*Problem requirements:*
Repeat exactly the lines from the one containing "Question. Identify every instance of the calm" through the last line of the records below, both included, and nothing else.

--- begin Dataset content ---

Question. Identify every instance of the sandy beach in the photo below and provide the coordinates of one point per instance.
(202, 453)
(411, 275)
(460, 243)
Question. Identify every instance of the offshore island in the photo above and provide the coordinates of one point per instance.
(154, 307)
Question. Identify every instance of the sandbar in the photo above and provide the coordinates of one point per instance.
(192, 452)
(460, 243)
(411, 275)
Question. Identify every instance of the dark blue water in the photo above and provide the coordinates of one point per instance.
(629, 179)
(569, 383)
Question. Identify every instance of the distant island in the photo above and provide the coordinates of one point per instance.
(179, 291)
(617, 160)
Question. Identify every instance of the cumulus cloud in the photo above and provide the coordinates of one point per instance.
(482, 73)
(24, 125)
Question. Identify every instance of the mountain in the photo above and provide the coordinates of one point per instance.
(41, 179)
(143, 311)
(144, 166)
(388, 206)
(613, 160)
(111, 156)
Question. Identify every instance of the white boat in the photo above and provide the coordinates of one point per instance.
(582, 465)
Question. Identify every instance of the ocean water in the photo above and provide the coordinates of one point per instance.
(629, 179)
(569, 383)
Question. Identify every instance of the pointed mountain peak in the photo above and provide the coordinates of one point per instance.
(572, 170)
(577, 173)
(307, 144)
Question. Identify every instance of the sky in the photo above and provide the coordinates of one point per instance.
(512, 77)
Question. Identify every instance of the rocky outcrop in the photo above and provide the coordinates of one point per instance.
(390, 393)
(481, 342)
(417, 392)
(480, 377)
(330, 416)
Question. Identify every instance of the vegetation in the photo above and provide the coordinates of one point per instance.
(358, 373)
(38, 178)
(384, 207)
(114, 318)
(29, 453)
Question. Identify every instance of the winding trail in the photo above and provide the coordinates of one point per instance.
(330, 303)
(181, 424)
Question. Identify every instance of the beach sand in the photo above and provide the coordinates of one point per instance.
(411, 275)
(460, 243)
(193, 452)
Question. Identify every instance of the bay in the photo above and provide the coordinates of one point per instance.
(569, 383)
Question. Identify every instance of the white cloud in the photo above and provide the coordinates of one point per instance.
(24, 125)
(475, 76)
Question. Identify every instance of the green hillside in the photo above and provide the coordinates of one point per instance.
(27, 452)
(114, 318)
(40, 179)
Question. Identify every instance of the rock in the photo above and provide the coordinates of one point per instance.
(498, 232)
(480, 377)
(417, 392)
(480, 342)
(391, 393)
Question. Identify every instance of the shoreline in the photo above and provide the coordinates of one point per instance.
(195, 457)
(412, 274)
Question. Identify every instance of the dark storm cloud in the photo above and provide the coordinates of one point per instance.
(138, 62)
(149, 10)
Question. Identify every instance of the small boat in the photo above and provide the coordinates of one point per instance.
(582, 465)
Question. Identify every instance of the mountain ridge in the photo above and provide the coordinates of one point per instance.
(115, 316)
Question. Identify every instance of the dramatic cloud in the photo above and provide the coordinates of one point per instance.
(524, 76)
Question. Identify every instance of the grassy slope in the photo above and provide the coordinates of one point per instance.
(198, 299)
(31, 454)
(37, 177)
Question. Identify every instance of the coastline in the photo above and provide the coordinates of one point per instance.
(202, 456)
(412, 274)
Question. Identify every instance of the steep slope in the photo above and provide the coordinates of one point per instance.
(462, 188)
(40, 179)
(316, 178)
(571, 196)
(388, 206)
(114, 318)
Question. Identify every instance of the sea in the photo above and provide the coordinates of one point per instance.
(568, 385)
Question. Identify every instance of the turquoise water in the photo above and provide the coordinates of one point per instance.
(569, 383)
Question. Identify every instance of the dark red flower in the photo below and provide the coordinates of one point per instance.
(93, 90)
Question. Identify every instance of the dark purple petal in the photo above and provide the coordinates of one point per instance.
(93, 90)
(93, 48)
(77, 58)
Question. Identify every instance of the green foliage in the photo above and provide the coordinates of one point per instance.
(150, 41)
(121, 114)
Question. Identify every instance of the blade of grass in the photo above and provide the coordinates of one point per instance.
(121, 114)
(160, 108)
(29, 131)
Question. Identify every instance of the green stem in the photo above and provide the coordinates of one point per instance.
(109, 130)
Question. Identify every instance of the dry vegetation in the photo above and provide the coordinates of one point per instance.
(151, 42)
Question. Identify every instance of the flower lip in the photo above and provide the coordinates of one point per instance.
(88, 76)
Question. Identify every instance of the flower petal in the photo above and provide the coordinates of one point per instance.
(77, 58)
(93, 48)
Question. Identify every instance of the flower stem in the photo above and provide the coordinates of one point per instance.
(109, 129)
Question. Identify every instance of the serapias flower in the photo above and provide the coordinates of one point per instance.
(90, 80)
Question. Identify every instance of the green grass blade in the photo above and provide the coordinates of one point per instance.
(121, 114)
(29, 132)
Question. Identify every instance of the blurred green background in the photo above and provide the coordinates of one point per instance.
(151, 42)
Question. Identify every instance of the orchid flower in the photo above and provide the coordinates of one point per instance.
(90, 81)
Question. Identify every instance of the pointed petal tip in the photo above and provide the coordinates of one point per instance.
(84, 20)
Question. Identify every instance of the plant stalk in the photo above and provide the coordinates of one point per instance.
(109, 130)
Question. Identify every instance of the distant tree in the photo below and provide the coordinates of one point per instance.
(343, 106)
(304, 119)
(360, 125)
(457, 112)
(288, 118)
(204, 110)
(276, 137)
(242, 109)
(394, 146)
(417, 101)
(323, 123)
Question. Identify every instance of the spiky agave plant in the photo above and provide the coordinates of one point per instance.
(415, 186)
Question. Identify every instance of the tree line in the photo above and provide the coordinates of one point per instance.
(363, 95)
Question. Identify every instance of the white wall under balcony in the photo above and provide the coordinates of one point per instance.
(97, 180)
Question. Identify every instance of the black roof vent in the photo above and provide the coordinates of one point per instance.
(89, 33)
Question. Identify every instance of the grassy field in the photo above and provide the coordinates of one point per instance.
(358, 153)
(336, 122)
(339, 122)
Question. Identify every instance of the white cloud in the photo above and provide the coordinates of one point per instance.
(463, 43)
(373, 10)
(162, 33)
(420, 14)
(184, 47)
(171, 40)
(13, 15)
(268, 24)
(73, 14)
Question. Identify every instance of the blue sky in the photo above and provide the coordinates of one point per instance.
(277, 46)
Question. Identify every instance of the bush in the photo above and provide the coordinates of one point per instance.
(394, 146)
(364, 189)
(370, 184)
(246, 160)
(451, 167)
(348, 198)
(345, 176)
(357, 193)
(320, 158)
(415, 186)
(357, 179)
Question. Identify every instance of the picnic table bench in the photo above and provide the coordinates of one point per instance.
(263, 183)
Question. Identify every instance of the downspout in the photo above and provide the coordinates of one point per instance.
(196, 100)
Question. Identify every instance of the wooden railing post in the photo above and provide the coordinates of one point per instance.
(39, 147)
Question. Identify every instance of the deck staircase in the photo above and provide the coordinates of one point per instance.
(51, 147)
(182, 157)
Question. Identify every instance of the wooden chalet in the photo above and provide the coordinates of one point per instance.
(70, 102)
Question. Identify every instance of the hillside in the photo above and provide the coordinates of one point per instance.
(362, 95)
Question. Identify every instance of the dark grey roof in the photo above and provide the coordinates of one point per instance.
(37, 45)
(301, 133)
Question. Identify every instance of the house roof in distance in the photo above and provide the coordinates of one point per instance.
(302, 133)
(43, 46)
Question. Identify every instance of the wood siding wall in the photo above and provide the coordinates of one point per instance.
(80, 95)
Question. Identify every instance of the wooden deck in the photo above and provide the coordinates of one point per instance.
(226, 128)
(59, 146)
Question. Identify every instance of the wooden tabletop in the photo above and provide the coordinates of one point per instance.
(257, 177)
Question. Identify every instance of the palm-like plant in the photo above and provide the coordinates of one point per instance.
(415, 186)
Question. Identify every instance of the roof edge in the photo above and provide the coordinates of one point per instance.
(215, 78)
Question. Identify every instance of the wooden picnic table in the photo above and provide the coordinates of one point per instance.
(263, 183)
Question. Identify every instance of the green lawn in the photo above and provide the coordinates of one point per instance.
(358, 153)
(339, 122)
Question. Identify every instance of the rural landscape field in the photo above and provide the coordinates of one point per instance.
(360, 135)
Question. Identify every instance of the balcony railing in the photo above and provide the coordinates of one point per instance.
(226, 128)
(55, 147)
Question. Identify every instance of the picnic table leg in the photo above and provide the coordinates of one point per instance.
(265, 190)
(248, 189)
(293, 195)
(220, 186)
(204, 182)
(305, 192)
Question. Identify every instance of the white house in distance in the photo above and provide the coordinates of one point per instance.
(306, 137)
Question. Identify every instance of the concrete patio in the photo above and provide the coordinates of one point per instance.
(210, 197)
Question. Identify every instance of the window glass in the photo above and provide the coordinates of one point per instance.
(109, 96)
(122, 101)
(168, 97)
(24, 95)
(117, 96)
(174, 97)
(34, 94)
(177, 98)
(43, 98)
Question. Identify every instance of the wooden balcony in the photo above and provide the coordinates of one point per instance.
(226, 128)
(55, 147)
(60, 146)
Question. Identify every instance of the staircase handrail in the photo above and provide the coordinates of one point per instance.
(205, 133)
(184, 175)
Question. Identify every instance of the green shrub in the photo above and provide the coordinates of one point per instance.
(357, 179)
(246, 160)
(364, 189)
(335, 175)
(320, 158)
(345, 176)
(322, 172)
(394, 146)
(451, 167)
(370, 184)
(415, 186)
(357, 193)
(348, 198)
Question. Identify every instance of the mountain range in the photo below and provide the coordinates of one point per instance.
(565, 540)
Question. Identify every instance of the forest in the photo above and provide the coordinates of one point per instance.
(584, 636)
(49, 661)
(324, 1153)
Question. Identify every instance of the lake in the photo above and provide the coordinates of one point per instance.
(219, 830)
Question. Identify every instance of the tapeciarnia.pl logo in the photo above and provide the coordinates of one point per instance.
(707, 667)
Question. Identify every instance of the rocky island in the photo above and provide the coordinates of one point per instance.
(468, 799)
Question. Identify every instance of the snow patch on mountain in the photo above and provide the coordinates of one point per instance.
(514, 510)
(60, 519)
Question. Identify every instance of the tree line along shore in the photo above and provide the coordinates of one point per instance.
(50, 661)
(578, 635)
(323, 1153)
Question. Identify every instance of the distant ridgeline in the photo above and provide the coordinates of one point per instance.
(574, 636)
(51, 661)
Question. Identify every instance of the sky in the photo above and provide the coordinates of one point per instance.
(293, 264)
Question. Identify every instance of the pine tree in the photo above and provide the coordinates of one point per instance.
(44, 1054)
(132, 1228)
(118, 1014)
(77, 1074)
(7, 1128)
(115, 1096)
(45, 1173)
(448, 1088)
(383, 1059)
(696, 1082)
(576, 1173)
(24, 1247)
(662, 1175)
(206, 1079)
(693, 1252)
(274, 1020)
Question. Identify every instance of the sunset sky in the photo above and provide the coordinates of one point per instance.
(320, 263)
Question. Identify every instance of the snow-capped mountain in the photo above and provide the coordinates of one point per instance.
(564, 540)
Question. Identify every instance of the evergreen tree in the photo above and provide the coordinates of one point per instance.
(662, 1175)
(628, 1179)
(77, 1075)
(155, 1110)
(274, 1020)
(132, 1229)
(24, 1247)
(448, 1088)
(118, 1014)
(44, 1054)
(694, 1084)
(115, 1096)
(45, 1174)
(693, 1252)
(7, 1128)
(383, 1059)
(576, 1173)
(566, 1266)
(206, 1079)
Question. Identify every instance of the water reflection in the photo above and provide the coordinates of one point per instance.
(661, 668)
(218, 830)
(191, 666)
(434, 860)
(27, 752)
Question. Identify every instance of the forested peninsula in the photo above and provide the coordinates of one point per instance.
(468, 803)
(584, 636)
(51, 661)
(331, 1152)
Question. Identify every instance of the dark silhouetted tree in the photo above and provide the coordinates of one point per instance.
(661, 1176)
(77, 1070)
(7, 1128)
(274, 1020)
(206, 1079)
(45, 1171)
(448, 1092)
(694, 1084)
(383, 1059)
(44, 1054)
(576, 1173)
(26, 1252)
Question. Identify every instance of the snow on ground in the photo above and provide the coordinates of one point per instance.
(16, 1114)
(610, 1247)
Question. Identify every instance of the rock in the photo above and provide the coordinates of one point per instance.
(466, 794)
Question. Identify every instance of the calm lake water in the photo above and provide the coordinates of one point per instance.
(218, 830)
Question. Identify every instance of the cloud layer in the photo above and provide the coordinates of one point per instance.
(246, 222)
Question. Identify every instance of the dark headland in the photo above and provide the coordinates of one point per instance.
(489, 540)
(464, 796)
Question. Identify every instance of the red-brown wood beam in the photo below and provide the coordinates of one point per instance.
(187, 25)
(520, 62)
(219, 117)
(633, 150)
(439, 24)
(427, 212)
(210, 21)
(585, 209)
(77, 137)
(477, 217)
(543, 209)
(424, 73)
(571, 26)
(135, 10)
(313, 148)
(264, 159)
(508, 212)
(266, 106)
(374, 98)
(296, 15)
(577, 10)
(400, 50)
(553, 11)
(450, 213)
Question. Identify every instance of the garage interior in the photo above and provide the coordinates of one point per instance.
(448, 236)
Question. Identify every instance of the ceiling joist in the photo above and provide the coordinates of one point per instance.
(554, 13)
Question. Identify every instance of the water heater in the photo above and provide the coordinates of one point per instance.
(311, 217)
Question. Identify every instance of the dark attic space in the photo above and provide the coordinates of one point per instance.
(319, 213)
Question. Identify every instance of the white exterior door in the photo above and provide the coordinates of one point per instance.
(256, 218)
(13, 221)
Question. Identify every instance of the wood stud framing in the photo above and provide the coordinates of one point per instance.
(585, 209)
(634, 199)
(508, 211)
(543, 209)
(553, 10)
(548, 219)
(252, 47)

--- end Dataset content ---

*Expected answer:*
Question. Identify every instance of the calm lake water in the photo above and provide the coordinates of one point per instance.
(218, 830)
Question. Identify every instance of the cloud layer in the photo above and provide the coordinates of one point per instance.
(246, 222)
Question. Identify every instance of the dark headland in the photo above and provide the coordinates of one point per instance.
(489, 540)
(464, 796)
Question. Identify every instance of the red-brown wood beam in the photo below and provide the coordinates of one point per instance.
(187, 25)
(520, 62)
(219, 117)
(633, 150)
(439, 24)
(427, 212)
(210, 21)
(585, 209)
(77, 137)
(477, 217)
(543, 209)
(424, 73)
(571, 26)
(135, 10)
(313, 148)
(264, 159)
(508, 212)
(266, 106)
(374, 98)
(296, 15)
(577, 10)
(400, 50)
(553, 11)
(450, 213)
Question. Identify every instance of the garage interior in the photo above and provide the coordinates of one point per instance.
(448, 236)
Question. Identify every instance of the ceiling joist in the photo above and provide the coordinates of one point per instance.
(554, 13)
Question. Identify every instance of the water heater in the photo above and provide the coordinates of one point per instance.
(311, 217)
Question. Identify every instance of the dark attic space in the photo above and provide the coordinates of one point per instance.
(319, 213)
Question. Identify every instance of the white exterior door in the photo above and provide the coordinates of one point per instance.
(256, 218)
(13, 221)
Question. Identify every instance of the wood stud framing in the photo above and provide the coordinates of one point per instance.
(585, 209)
(634, 199)
(508, 211)
(543, 209)
(553, 10)
(548, 219)
(252, 47)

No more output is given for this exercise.